(Beginning of SUPPLIED MATERIAL)

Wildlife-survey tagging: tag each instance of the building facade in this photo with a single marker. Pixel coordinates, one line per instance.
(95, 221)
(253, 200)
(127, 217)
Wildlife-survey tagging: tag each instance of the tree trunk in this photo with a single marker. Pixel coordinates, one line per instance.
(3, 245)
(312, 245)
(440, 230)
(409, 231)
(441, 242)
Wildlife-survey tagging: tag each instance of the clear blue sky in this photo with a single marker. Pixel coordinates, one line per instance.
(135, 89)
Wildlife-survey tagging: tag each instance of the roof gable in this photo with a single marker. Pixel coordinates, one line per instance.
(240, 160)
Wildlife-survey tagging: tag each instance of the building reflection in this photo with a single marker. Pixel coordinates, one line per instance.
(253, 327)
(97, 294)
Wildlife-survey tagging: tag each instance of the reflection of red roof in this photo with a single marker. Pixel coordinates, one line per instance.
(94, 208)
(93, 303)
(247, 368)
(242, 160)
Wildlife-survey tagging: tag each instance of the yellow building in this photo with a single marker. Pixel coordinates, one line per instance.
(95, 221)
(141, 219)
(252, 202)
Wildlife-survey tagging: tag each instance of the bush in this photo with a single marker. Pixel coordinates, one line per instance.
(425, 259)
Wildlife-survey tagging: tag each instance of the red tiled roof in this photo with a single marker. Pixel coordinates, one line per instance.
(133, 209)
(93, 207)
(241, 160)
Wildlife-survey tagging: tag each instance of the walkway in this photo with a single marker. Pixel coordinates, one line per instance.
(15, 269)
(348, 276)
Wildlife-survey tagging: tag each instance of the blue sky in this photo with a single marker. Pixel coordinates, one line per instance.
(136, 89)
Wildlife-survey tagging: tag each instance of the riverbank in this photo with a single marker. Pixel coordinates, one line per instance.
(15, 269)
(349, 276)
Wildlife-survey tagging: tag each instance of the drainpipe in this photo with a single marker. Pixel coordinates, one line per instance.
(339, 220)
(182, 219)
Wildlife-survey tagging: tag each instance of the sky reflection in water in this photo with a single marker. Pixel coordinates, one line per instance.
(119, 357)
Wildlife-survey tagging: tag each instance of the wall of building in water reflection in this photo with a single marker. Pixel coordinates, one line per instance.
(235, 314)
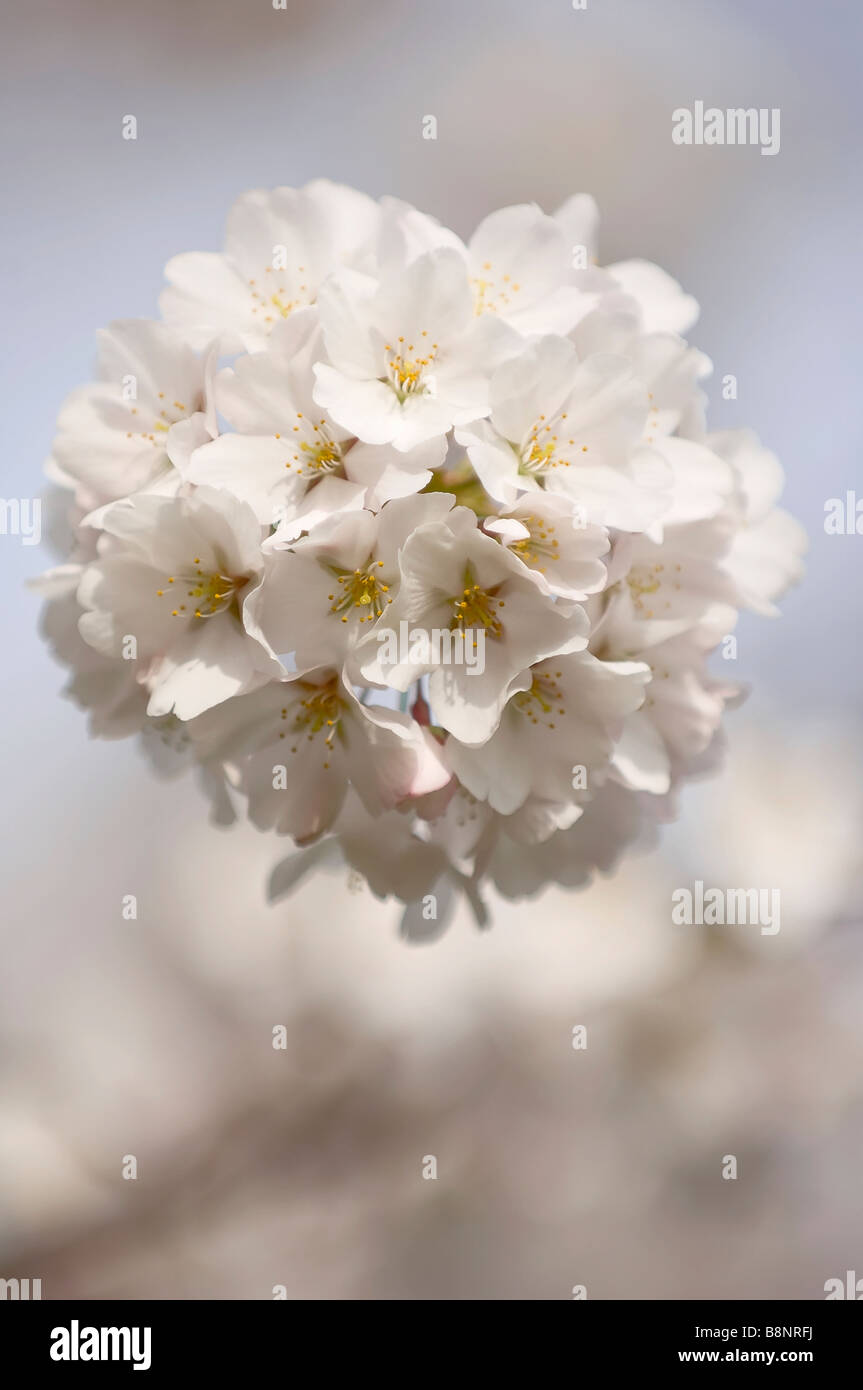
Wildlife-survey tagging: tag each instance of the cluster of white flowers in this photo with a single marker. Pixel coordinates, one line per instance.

(End of SUPPLIED MATERIAL)

Each entry is to be returned precisely as it appears, but the pictures are to be dropped.

Wildlife-survey tagging: tag each instance of the building facade in this photo with a single marker. Pixel coordinates, one line per instance.
(95, 221)
(253, 200)
(127, 217)
Wildlife-survey tagging: tag each instance of the tree trunk in this photo with a single marker. Pixel coordinates, one line per instance.
(3, 245)
(312, 245)
(440, 230)
(409, 231)
(441, 242)
Wildlife-survey tagging: tag each instance of the clear blue sky in this photo with a single marker. Pixel coordinates, one line per instance.
(135, 89)
Wildlife-survey tagging: tag each instance of the roof gable in this photo with a single marker. Pixel coordinates, one line per instance.
(240, 160)
Wildlife-survey tagging: tag each instance of the building reflection in this photo with a single marker. Pixel coordinates, one line per instance.
(253, 327)
(97, 294)
Wildlife-survey tagging: tag each instance of the reflection of red roof in this photo with a single marker. Pixel coordinates, one line per instance.
(94, 208)
(93, 303)
(247, 368)
(242, 160)
Wildlife-survey tagging: tag each instance of the yellow building in this photo with a single marker. Pixel coordinates, one line per instance.
(95, 221)
(141, 219)
(252, 202)
Wildlife-survey tagging: tag each instance of the bush in this photo with a single marker. Pixel coordinates, one line per instance.
(425, 259)
Wildlife-survey tagging: tag each instance of the red tiled roof in this photo with a single marker. Pixel coordinates, one line per instance.
(133, 209)
(93, 207)
(241, 160)
Wildlife-survey tagging: tag each instance of the walkway in this photo with a single marker. Pixel coordinates, one line per instance.
(15, 269)
(348, 276)
Wildlife-survey tagging: tag each instance of the blue sky in this photo with a single marker. Pixel coordinates, one line per instance.
(136, 89)
Wildlife-survey tagging: tag each instance of the riverbank in this photo with a single marker. Pixel coordinates, one line per instance.
(15, 269)
(349, 276)
Wildlife-survey tagging: tag each instance of the drainpipe in this photo with a single marker. Pixel coordinates, one line per instance.
(339, 220)
(182, 219)
Wildlife-survey tagging: tag each instance of the sky reflection in water in this photo with a single marker. Pixel coordinates, one line per instance.
(119, 357)
Wildlife-survey tagging: tag each instance of the wall of building in water reflection in this photo with a single marker. Pixel coordinates, one line per instance.
(235, 314)
Wildlife-survey tagging: tag each instance of the cluster of white flowers in this photo with a single marker. Pixel coordinates, one line per instance.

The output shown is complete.